--- BEGIN Excerpted text ---

I’ve always been both amused and disturbed by gun nuts. I grew up with them. My Dad, a couple of uncles and many family friends were serious firearms freaks.
To them the autumn morning ritual of trudging across the windswept, snow covered cornfields and slogging the muddy creek beds of southern Ohio while casually dispatching rabbits on the left, pheasants to the right or squirrels lurking menacingly in the trees was rapture beyond compare.
I got my first shotgun on my tenth birthday, a Savage 410, along with a hunting jacket with game pockets and elastic ammo loops that held enough shells to make Zapata proud. A hunting license with my name on it and a Buck knife and sheath with a rawhide thong (for strapping the knife to my skinny leg) topped off this boyhood rite of passage.
I remember distinctly the feeling that I had suddenly aged, grown taller, I imagined that my voice was deeper, more commanding. I was a member of the fraternity of “men,” a hunter now; I had left the gatherers behind.
I spent hours cleaning and oiling that shotgun in anticipation of my first armed outing with the other hunters. I had tagged along on hunts with Dad and his friends for a couple of years, but never armed. The thought of wearing full battle dress, hunting jacket loaded with shells, knife on my belt and that license pinned proudly to my back was exhilarating.
That’s how I became a part of a male family tradition, the Thanksgiving morning hunt.

--- END Excerpted text ---

### Written tasks
1 - Transcribe the entry about pinning bridle cheek pieces, including its coordinate answer, word for word, and leave out the picture.
2 - Go on with the hunting memoir from its last sentence.
The entries have no connection to the hunting memoir above.

--- BEGIN Input data ---

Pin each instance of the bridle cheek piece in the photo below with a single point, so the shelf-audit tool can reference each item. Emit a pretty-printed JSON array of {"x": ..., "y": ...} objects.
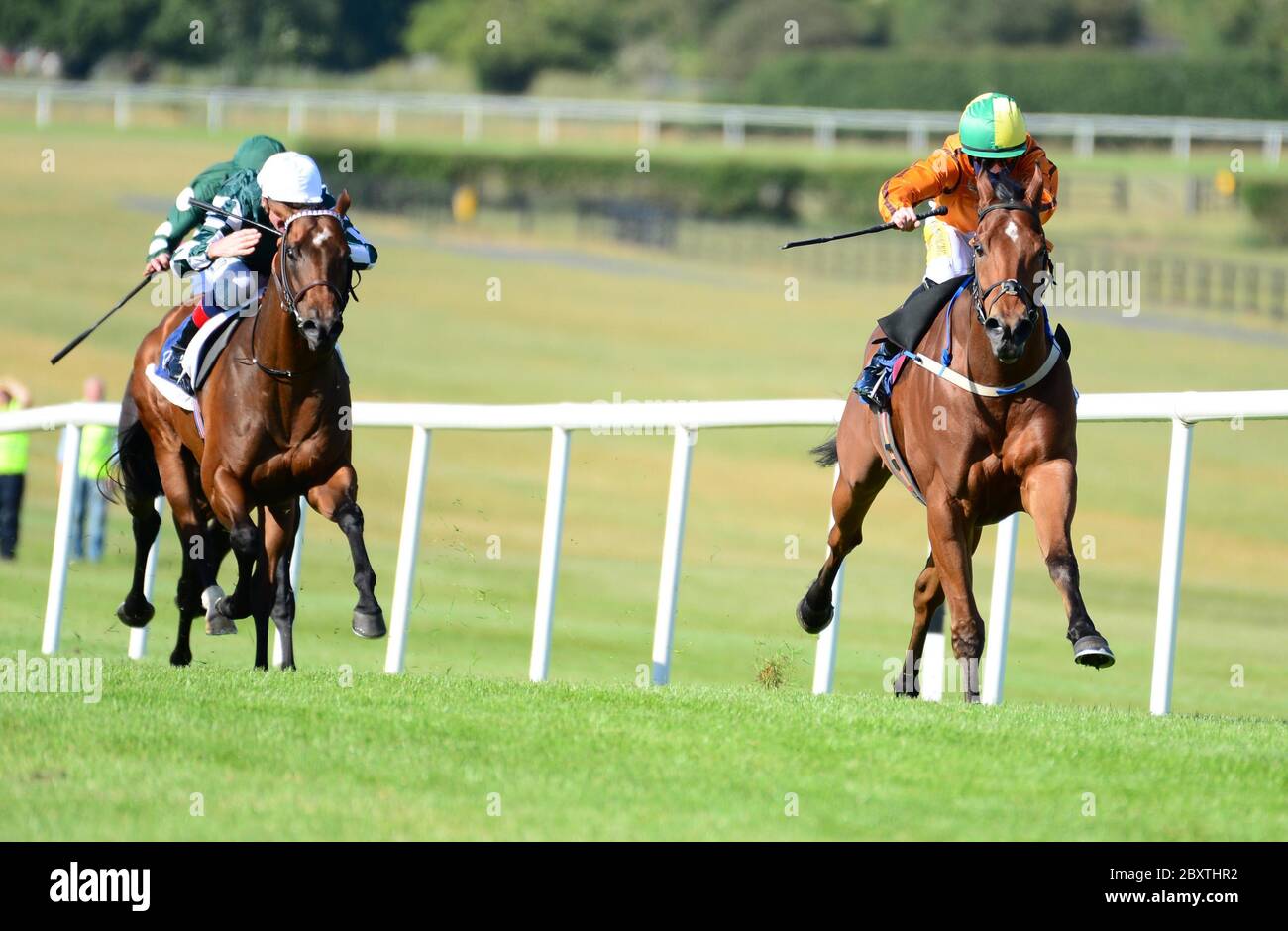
[
  {"x": 1012, "y": 286},
  {"x": 291, "y": 297}
]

--- END Input data ---

### In response
1 -
Pin each instance of the bridle cheek piece in the photo below with a single point, so the shelf-audit tool can reference each item. Emit a pretty-printed JSON array of {"x": ..., "y": ...} objects.
[
  {"x": 1012, "y": 286},
  {"x": 291, "y": 297}
]

2 -
While the women (the gatherers) were engaged in their kitchen business we warriors were stalking the wild rolling hills of exurban Dayton for scrawny wild birds and furry rodents to add that special gamy goodness to the feast.
I loved every minute of hunting, the sights, the smells, the company of men who now accepted me as one of their number, if a fractionally sized and squeaky voiced one.
The only blemishes on my infatuation were the cold wet feet, frozen fingers and cheeks and the cold, black, glassy dead eyes of my victims.
The first time out I got two rabbits on the run and I thoroughly enjoyed shooting them, until it came time to gut and field clean them while they looked silently and accusingly on. They felt heavy in the game pocket at the small of my small back and all through the rest of the morning were a constant reminder of my guilt, my willing complicity in their deaths.
I did not enjoy at all the knowledge that I had turned these happily cavorting little critters into the cold stiffening lumps of deadness in my jacket.
I knew from conversations with my Dad that killing animals on the hunt and eating them was really no different than buying meat in the grocery store, it wasn’t squeamishness in that sense, rather, I was saddened because I had been responsible for this minor bit of carnage.
This was personal. I felt like a murderer.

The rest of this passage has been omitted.